◆ **Instructions for the task**
Rewrite everything from the line containing "shape [[297, 803]]." down to the line containing "[[801, 776], [271, 823], [421, 282]]", replacing "nettle plant" with "stinging nettle" and changing nothing else. Give only those lines.

◆ **Exercise material**
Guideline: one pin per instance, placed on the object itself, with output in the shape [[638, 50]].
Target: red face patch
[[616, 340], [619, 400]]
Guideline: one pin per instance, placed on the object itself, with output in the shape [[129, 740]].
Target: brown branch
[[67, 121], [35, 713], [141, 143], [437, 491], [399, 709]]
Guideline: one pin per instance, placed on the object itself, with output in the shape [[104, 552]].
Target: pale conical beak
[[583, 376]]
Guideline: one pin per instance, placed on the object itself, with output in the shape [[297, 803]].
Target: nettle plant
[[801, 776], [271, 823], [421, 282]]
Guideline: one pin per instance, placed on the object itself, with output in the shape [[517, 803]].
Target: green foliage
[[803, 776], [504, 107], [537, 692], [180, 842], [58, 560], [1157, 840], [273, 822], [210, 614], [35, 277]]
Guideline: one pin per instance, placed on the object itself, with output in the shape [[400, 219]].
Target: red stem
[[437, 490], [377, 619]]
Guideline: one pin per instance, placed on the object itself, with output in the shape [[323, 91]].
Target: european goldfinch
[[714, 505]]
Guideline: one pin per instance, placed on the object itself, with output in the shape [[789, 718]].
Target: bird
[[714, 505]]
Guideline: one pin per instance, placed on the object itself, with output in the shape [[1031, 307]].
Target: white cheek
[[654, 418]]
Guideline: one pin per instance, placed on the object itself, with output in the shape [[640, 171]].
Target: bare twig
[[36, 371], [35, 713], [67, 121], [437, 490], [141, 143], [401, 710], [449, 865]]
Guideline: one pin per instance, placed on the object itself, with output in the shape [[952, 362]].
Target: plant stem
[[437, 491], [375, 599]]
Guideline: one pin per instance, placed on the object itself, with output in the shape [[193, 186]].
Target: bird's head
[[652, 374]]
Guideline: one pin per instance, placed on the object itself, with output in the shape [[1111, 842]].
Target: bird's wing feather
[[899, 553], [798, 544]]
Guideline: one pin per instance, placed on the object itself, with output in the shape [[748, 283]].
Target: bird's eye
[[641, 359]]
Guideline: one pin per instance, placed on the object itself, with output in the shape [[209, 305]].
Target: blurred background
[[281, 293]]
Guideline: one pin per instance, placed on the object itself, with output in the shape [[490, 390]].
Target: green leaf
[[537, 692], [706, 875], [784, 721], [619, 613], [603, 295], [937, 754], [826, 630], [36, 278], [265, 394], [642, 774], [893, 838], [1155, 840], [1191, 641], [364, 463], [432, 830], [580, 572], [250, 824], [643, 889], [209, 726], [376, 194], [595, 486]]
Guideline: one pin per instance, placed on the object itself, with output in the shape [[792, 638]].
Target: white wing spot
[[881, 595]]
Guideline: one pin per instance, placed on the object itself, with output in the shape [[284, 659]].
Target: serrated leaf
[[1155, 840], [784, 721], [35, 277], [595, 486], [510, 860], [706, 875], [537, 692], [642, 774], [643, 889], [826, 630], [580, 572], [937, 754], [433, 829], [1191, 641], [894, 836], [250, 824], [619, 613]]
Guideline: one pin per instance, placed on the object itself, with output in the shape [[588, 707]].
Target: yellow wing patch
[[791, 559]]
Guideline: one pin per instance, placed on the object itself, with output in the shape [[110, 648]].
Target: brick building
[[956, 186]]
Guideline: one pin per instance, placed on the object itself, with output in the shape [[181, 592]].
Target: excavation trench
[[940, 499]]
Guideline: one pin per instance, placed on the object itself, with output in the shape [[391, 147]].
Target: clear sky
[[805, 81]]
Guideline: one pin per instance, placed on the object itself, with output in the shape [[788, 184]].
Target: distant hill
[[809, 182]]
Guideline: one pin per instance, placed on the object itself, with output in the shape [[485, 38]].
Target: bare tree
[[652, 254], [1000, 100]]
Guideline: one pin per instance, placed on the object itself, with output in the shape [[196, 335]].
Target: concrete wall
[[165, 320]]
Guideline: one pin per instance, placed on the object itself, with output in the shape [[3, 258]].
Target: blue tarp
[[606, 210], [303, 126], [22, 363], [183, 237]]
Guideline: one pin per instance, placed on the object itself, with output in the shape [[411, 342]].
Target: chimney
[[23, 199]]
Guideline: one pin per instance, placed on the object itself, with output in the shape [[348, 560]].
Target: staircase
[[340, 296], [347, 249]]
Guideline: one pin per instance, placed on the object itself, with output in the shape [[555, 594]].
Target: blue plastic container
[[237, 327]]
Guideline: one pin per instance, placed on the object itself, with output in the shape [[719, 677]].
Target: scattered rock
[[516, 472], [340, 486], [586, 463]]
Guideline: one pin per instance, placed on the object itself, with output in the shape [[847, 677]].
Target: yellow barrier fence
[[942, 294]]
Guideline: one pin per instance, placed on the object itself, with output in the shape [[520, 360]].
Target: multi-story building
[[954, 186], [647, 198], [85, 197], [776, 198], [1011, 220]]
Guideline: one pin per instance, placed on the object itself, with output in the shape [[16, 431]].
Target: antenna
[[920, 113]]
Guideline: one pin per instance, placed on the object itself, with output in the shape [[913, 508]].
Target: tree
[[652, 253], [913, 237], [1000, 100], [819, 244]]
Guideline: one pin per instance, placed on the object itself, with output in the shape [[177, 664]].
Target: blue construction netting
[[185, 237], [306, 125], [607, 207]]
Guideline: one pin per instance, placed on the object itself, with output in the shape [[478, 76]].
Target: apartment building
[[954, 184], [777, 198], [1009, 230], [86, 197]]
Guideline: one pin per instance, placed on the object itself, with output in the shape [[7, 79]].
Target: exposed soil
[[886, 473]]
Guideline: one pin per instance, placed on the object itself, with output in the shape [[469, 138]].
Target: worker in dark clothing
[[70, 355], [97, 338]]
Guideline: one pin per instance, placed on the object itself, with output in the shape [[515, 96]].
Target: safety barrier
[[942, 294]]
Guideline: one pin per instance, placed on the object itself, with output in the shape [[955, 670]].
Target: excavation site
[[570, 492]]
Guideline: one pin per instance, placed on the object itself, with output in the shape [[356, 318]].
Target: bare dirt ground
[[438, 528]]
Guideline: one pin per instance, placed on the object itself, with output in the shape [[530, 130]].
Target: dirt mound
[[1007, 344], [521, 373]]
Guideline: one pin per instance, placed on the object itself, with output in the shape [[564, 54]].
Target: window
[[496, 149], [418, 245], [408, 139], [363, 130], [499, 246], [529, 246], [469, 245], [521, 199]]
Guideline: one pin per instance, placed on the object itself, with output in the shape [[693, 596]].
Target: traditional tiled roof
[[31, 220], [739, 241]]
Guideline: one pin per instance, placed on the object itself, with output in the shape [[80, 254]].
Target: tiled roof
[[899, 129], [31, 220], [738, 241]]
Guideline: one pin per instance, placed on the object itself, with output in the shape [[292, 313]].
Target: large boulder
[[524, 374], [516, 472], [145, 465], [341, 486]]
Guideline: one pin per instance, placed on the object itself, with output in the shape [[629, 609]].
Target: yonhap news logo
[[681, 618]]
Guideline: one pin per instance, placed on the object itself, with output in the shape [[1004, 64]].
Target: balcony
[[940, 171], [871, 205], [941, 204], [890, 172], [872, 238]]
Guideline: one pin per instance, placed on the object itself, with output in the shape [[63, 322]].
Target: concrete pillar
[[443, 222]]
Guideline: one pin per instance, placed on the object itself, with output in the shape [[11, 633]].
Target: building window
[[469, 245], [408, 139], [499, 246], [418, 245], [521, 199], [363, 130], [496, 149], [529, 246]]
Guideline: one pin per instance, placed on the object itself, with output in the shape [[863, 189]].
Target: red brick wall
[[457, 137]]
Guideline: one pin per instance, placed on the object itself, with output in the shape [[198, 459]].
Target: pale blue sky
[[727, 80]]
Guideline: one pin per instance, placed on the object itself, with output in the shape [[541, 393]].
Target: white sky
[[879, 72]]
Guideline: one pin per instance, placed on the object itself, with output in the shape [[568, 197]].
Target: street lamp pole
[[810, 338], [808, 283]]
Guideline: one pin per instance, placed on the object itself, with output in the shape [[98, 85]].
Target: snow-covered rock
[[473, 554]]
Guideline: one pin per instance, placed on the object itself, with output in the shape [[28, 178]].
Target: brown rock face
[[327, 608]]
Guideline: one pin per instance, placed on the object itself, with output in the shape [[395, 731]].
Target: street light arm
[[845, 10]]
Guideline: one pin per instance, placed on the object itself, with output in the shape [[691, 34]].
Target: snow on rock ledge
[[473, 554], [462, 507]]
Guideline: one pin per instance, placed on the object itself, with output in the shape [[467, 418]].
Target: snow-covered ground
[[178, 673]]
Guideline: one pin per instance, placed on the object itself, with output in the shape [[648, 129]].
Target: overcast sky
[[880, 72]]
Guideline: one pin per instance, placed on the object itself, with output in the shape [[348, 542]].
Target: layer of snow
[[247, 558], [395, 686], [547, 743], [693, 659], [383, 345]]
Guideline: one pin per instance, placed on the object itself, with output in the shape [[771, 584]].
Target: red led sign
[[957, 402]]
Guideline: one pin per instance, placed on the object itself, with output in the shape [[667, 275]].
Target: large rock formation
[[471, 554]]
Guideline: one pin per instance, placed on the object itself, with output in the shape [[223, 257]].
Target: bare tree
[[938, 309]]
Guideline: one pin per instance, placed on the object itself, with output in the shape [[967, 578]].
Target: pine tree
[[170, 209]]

◆ **Response to the task**
Guideline: one pin per instance, placed on the object itself, with output in the shape [[297, 803]].
Target: stinging nettle
[[801, 776], [271, 823], [421, 282]]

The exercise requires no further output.